Provided text »
One Million Years B.C. movie

Year: 1966

Duration: 01:31:46

Directed by: Don Chaffey

Actors: Raquel Welch, John Richardson, Percy Herbert, Robert Brown and Martine Beswick

Language: English

Country: UK

Also known as: 1.000.000 hronia pro Hristou, Egymillió évvel ezelott, Eine Million Jahre vor unserer Zeit, Ena ekatommyrio hronia p.H., Giganternas kamp

Description: Rock tribe caveman, Tumak (John Richardson) gets kicked out and left for dead. He wanders through the waste lands until he encounters beautiful cavewoman Loana (Raquel Welch) and her more advanced, better looking Shell tribe. Tumak is always being misunderstood and even though he saves the Shell folk from a humgry Alosaurus, he gets kicked out of their tribe too. When Loana decides she will go with him, stone age adventures including dinosaur fights, cavewoman fights and volcanic explosions are sure to happen.

Review: One Million B.C. marked a return to Harryhausen’s roots of dinosaur animation. It was also a departure for Ray in that it was the only film since IT CAME FROM BENEATH THE SEA where Charles Schneer wasn’t involved as producer.

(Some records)

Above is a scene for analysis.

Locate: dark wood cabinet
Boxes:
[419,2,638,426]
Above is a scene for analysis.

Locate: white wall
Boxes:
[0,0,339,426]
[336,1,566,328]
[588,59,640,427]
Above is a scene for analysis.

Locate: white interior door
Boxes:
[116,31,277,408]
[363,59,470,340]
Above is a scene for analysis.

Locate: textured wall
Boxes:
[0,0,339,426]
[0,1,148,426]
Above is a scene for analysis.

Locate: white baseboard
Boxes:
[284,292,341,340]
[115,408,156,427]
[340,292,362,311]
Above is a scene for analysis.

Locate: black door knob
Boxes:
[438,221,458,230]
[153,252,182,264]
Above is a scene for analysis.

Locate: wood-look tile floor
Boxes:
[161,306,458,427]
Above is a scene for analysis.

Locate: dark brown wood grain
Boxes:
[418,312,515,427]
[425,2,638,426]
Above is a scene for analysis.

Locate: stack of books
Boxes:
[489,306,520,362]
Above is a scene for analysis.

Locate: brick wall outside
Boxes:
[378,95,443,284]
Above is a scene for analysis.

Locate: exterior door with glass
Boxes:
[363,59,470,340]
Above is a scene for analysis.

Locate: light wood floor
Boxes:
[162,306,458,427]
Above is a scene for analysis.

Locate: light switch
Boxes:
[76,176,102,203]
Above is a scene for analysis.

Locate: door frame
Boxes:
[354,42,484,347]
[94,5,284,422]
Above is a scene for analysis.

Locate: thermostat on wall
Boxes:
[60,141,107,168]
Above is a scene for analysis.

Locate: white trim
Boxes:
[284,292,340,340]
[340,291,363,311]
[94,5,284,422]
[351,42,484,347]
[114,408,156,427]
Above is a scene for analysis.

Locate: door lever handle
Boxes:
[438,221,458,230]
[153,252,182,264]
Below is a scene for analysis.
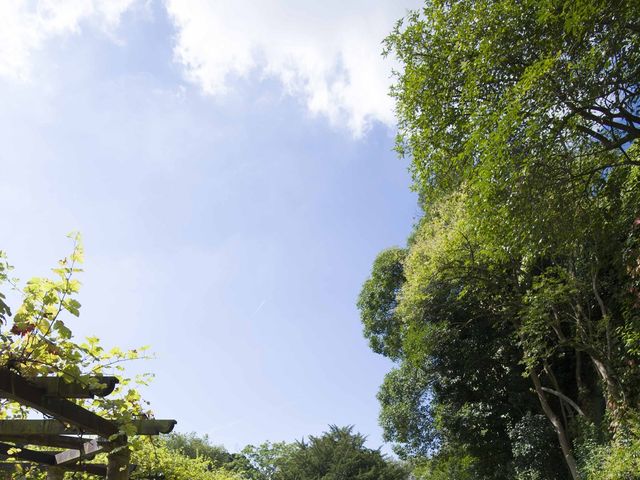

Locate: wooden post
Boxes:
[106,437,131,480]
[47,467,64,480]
* * *
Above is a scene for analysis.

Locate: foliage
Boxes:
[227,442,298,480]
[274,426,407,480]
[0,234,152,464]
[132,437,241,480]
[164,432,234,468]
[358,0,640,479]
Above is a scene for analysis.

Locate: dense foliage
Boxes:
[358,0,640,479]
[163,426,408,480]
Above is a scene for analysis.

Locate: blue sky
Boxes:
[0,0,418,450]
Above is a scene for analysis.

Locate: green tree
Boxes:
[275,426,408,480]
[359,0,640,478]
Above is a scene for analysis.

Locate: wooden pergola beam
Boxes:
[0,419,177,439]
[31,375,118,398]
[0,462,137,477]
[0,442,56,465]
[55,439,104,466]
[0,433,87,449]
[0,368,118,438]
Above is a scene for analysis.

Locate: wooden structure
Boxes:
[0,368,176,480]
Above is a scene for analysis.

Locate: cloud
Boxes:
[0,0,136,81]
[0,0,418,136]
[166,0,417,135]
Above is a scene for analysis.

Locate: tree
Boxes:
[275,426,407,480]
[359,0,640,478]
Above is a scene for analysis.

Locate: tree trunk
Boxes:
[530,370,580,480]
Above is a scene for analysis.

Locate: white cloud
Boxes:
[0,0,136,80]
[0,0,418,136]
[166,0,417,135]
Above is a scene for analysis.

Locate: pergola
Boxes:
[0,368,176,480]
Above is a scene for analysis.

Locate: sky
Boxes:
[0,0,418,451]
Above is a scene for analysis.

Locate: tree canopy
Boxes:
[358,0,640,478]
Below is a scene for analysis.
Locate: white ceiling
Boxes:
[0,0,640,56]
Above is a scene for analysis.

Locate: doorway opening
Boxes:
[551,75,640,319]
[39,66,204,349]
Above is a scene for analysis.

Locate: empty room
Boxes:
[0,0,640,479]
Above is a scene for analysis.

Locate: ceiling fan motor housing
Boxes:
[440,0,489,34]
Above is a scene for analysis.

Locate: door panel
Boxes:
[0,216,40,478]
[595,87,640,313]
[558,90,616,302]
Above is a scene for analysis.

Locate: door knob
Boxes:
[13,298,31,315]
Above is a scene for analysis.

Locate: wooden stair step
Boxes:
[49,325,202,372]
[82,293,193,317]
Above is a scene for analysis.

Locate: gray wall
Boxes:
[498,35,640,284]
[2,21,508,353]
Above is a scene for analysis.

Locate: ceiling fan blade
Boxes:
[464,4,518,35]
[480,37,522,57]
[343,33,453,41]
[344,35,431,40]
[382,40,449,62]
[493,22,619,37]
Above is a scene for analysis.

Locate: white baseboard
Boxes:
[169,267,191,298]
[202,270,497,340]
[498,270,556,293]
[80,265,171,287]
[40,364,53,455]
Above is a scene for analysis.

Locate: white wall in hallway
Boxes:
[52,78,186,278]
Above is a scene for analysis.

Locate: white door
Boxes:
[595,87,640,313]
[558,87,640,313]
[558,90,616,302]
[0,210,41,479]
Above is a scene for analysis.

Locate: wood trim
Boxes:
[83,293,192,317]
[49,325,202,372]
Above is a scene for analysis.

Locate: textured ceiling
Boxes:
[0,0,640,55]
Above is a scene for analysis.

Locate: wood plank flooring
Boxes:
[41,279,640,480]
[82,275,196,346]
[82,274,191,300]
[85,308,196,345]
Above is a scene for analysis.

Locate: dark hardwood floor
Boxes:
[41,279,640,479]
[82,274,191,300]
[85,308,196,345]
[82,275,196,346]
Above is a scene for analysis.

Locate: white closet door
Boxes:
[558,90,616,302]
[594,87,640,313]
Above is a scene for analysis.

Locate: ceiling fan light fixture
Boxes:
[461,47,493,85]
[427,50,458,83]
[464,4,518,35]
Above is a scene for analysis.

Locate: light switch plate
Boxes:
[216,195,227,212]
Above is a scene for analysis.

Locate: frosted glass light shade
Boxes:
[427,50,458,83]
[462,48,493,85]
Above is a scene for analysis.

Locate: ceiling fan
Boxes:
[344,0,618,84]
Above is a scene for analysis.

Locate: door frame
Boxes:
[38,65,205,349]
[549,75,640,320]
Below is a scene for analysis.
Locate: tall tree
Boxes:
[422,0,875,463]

Problems to solve »
A: Who directed the movie, according to the film listing?
B: Transcribe the passage of the film listing starting at "Description: Rock tribe" and ending at "sure to happen.".
The material above was drawn from a separate source unrelated to the film listing.

Results for the exercise »
A: Don Chaffey

B:
Description: Rock tribe caveman, Tumak (John Richardson) gets kicked out and left for dead. He wanders through the waste lands until he encounters beautiful cavewoman Loana (Raquel Welch) and her more advanced, better looking Shell tribe. Tumak is always being misunderstood and even though he saves the Shell folk from a humgry Alosaurus, he gets kicked out of their tribe too. When Loana decides she will go with him, stone age adventures including dinosaur fights, cavewoman fights and volcanic explosions are sure to happen.